[Work required] Without the pictures, copy all the entries below exactly.

═════ Material provided ═════

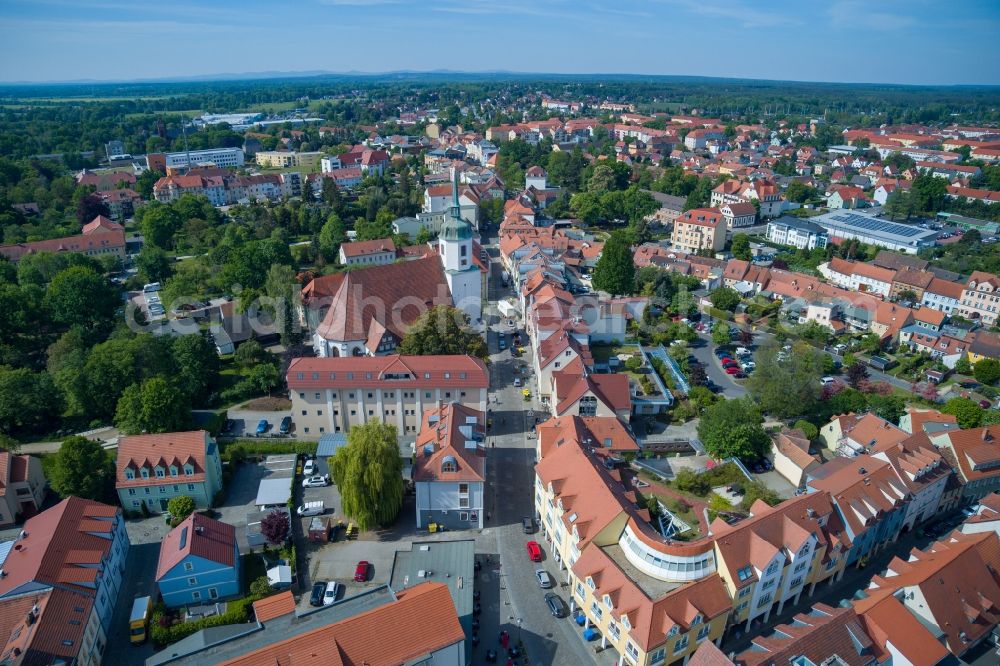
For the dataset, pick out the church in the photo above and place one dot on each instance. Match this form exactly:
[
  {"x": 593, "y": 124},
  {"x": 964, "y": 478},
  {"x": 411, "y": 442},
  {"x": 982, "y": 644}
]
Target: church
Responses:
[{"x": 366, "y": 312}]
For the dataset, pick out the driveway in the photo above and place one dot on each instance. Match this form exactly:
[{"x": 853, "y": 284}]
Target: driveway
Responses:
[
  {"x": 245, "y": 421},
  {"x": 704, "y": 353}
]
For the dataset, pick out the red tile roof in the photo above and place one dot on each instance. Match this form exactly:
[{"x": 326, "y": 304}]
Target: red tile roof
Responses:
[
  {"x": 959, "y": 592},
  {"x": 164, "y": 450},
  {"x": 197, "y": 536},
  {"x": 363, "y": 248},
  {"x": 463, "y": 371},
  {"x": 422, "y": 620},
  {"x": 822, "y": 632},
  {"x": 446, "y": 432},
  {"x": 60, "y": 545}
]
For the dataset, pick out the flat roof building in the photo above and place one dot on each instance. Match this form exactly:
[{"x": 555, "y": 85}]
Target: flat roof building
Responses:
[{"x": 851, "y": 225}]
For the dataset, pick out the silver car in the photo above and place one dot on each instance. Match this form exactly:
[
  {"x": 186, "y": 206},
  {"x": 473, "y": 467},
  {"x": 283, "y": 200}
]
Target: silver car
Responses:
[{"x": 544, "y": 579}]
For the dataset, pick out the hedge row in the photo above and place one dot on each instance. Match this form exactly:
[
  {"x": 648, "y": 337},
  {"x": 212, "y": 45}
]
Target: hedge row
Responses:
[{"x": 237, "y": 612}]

═════

[Full solution]
For the dataset, pick out the church in the photo above and place one dot on each instance. Match this form exactly:
[
  {"x": 593, "y": 124},
  {"x": 964, "y": 478},
  {"x": 411, "y": 442},
  {"x": 982, "y": 644}
]
Target: church
Responses:
[{"x": 366, "y": 312}]
For the dataset, pick out the driveway in the photo above and place one dot on each instance. Match this form exactly:
[{"x": 853, "y": 284}]
Target: driveway
Responses:
[
  {"x": 245, "y": 421},
  {"x": 704, "y": 353}
]
For the dataset, pick out the red tile roof in the photo above and place one dot on each instance. Match this form exactly:
[{"x": 326, "y": 304}]
Target: red tile roof
Responses:
[
  {"x": 959, "y": 592},
  {"x": 164, "y": 450},
  {"x": 197, "y": 536},
  {"x": 363, "y": 248},
  {"x": 463, "y": 371},
  {"x": 422, "y": 620},
  {"x": 822, "y": 632},
  {"x": 446, "y": 432},
  {"x": 60, "y": 545}
]
For the dataset, pick out the flat roof building in the photo above and place one dot on each instance. Match this form exactly:
[{"x": 555, "y": 85}]
Target: flat roof building
Responses:
[{"x": 851, "y": 225}]
For the dataset, pick out the silver car in the photo above and place one dot on each instance. Match this form exactly:
[
  {"x": 186, "y": 206},
  {"x": 473, "y": 467},
  {"x": 283, "y": 200}
]
Target: silver car
Responses:
[{"x": 544, "y": 579}]
For the dataset, pick out the hedge row in the photo above and place one dot on each instance. Match this form exactly:
[
  {"x": 648, "y": 337},
  {"x": 212, "y": 45}
]
Target: hedge row
Responses:
[{"x": 237, "y": 612}]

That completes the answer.